** Begin GIVEN ENTRIES **

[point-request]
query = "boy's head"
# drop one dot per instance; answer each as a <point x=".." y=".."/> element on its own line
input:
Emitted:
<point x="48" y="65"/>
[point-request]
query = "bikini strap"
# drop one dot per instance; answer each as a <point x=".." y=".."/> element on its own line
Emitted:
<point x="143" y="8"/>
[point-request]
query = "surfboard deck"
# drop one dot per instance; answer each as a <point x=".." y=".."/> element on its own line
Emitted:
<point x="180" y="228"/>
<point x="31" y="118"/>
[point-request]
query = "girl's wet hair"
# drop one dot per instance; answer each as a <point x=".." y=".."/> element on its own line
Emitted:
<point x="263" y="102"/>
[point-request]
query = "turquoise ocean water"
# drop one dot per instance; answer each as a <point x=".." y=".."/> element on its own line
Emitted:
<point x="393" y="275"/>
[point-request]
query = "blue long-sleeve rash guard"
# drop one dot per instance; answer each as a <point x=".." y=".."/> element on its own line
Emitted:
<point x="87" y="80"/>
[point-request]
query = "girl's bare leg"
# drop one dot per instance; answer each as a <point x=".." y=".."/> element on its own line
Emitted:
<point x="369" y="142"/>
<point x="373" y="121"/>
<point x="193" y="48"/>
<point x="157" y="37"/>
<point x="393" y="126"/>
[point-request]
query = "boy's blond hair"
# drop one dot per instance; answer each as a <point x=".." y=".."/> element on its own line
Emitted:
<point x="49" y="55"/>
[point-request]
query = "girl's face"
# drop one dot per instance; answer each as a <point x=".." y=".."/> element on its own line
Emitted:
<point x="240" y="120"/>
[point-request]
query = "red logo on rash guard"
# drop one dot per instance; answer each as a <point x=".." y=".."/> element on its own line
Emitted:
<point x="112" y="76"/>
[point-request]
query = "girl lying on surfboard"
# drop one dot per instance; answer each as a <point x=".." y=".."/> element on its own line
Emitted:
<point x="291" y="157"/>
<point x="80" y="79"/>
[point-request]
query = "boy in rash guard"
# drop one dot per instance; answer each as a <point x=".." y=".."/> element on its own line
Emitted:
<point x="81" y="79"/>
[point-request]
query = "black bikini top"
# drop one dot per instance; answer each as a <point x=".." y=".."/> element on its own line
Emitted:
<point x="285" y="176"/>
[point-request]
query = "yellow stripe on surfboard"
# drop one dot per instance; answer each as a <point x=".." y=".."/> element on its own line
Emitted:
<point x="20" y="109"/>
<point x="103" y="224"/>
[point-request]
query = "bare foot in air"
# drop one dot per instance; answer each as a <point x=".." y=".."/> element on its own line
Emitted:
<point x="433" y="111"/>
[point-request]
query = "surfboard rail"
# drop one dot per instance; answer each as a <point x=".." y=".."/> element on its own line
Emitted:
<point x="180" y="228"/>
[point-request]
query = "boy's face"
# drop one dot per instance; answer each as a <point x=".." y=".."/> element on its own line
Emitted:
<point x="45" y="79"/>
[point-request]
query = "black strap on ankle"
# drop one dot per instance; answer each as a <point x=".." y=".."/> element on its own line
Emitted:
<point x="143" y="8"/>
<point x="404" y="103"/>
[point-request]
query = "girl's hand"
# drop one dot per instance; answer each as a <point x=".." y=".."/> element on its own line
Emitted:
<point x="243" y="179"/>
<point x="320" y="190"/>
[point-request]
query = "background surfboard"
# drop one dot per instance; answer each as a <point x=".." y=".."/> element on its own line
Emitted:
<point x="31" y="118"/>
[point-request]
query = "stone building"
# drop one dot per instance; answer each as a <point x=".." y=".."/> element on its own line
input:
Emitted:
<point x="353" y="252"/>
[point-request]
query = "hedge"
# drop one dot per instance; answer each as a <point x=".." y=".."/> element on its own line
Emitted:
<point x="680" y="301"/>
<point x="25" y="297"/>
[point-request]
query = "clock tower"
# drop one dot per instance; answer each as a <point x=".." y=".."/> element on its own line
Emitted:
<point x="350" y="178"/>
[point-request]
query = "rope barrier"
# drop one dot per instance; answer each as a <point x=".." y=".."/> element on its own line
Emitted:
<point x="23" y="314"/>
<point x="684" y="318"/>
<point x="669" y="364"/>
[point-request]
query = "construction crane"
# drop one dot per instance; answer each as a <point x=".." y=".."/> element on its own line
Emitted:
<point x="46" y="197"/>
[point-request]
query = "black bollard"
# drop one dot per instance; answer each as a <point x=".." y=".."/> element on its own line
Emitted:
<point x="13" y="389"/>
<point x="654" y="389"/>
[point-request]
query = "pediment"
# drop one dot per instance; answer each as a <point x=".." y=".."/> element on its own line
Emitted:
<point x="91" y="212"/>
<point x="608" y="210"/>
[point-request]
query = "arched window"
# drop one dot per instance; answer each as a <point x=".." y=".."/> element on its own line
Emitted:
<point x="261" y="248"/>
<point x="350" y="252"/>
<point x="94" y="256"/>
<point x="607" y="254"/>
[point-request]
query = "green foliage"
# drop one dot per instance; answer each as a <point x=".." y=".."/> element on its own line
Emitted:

** End GIVEN ENTRIES **

TASK DESCRIPTION:
Copy out all the entries shown above, character for character.

EXERCISE OUTPUT:
[point-request]
query = "boy's head"
# drop one dot per instance; answer each as a <point x=".." y=".."/> element on its own line
input:
Emitted:
<point x="48" y="65"/>
[point-request]
query = "bikini strap"
# drop one dot per instance; answer each as a <point x=".." y=".."/> element on its own line
Emitted:
<point x="143" y="8"/>
[point-request]
query = "surfboard deck"
# drop one dot per instance; answer each as a <point x=".." y=".."/> element on its own line
Emitted:
<point x="180" y="228"/>
<point x="31" y="118"/>
[point-request]
query = "girl's wet hair"
# drop one dot per instance; answer each as a <point x=".." y=".."/> element on its own line
Emitted:
<point x="263" y="102"/>
[point-request]
query = "turquoise ocean water"
# drop one dot per instance; answer each as a <point x=".." y=".."/> element on its own line
Emitted:
<point x="393" y="275"/>
[point-request]
query = "blue long-sleeve rash guard"
# drop one dot per instance; answer each as a <point x=".." y=".."/> element on its own line
Emitted:
<point x="87" y="80"/>
[point-request]
query = "girl's bare leg"
# drop one dot per instance; answer each as a <point x=".." y=".."/> element on its own line
Emitted:
<point x="369" y="142"/>
<point x="373" y="121"/>
<point x="193" y="48"/>
<point x="157" y="37"/>
<point x="393" y="126"/>
[point-request]
query = "boy's blond hair"
# drop one dot per instance; answer each as a <point x=".." y=".."/> element on its own line
Emitted:
<point x="49" y="55"/>
[point-request]
query = "girl's face"
# drop one dot per instance; answer each as a <point x=".." y=".."/> element on its own line
Emitted:
<point x="240" y="120"/>
[point-request]
query = "red logo on rash guard"
# drop one dot per instance; answer each as a <point x=".." y=".."/> element on its own line
Emitted:
<point x="112" y="76"/>
[point-request]
query = "girl lying on surfboard"
# drop one dot per instance; answer each as a <point x=".." y=".."/> element on its own line
Emitted:
<point x="291" y="157"/>
<point x="80" y="79"/>
[point-request]
query = "boy in rash guard"
# drop one dot per instance; answer each as a <point x=".." y=".."/> element on its own line
Emitted:
<point x="81" y="79"/>
[point-request]
query = "black bikini top"
# drop one dot per instance; answer each as a <point x=".." y=".."/> element on its own line
Emitted:
<point x="285" y="176"/>
[point-request]
query = "yellow stripe on surfboard"
# drop one dot per instance; answer each as a <point x=".." y=".."/> element on its own line
Emitted:
<point x="20" y="109"/>
<point x="103" y="224"/>
[point-request]
query = "bare foot in air"
# drop one dot per instance; answer each as a <point x=".." y=".."/> element on its own line
Emitted:
<point x="433" y="111"/>
[point-request]
query = "surfboard rail"
# drop one dot per instance; answer each as a <point x=".." y=".."/> element on its own line
Emitted:
<point x="180" y="228"/>
[point-request]
query = "boy's face"
# drop one dot per instance; answer each as a <point x=".." y=".."/> element on its own line
Emitted:
<point x="45" y="79"/>
[point-request]
query = "black strap on ankle"
# drop one dot per instance; answer each as a <point x=".." y=".."/> element on its own line
Emitted:
<point x="143" y="8"/>
<point x="404" y="103"/>
[point-request]
query = "girl's hand"
# drop one dot per instance; answer each as a <point x=".." y=".."/> element on its own line
Emitted:
<point x="243" y="179"/>
<point x="320" y="190"/>
[point-request]
query = "background surfboard"
# drop one dot per instance; answer each as a <point x=".." y=".."/> element on its own line
Emitted:
<point x="31" y="118"/>
[point-request]
query = "stone building"
# drop one dot per instance; answer each as a <point x=".." y=".."/> element on its own line
input:
Emitted:
<point x="353" y="252"/>
[point-request]
query = "hedge"
# drop one dot per instance; answer each as a <point x=".." y=".."/> element on its own line
Emitted:
<point x="680" y="301"/>
<point x="25" y="297"/>
[point-request]
query = "clock tower"
# drop one dot per instance; answer each as a <point x=".." y=".."/> element on its own line
Emitted:
<point x="350" y="178"/>
[point-request]
query = "rope barrier"
# drop one dot per instance; answer each as a <point x=".." y=".."/> element on its own line
Emitted:
<point x="23" y="314"/>
<point x="684" y="318"/>
<point x="669" y="364"/>
[point-request]
query = "construction crane"
# drop one dot per instance; answer each as a <point x=".." y=".."/> element on its own line
Emitted:
<point x="46" y="197"/>
[point-request]
query = "black bollard"
# drop one dot per instance; answer each as a <point x=".." y=".."/> element on its own line
Emitted:
<point x="13" y="389"/>
<point x="654" y="389"/>
[point-request]
query = "pediment"
# drop one dot per instance; answer each as a <point x=".." y=".."/> element on its own line
Emitted:
<point x="91" y="212"/>
<point x="608" y="210"/>
[point-request]
query = "arched window"
# drop one dot per instance; answer each as a <point x=".." y=".."/> element on its own line
Emitted:
<point x="261" y="248"/>
<point x="350" y="252"/>
<point x="94" y="256"/>
<point x="607" y="254"/>
[point-request]
query = "green foliage"
# drop one dot per instance; answer each as a <point x=".." y=".."/> element on its own line
Emitted:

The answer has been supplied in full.